Text section:
- Theatrical poster for the film
- Directed by: Abby Berlin
- Screenplay by: George Bricker
- Story by: Harry Fried
- Produced by: Rudolph Flothow
- Starring: Marsha Hunt John Litel June Vincent
- Cinematography: Vincent J. Farrar
- Edited by: James Sweeney
- Music by: Mischa Bakaleinikoff
- Color process: Black and white
- Production company: Columbia Pictures
- Release date: November 3, 1949 (US);
- Running time: 68 minutes
- Country: United States
- Language: English

= Mary Ryan, Detective =

1949 film directed by Abby Berlin

Mary Ryan, Detective is a 1949 American crime drama, directed by Abby Berlin, which stars Marsha Hunt, John Litel, and June Vincent.

==Plot==
Two female thieves exploit the naivety of one thief's young daughter to steal valuables from jewelry stores. When police detective Mary Ryan uncovers the ruse, the two women are arrested and incarcerated. At the suggestion of her superiors, Detective Ryan is trained as a pickpocket. She is then sent undercover. She poses as a hardened con artist and is assigned to the same jail cell as one of the thieves. Over time, Ryan uncovers the network of fences the two women relied on, thus becoming involved in an intricate, risky chain of events that nearly leads to her own demise.

Exercise instructions:
**a.** Translate this sentence from the film article above into Spanish: "She poses as a hardened con artist and is assigned to the same jail cell as one of the thieves."
**b.** According to the film article above, why is Detective Ryan trained as a pickpocket? Answer in one to three sentences.

Provided data:
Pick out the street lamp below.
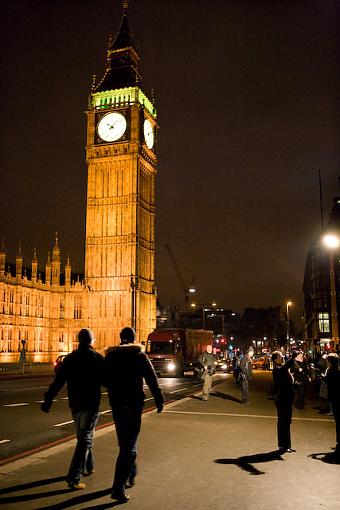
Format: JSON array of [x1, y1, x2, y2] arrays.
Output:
[[322, 233, 340, 343], [286, 301, 293, 345]]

Correct answers:
**a.** Se hace pasar por una estafadora curtida y es asignada a la misma celda que una de las ladronas.

**b.** Her superiors suggested it. After the training, she is sent undercover.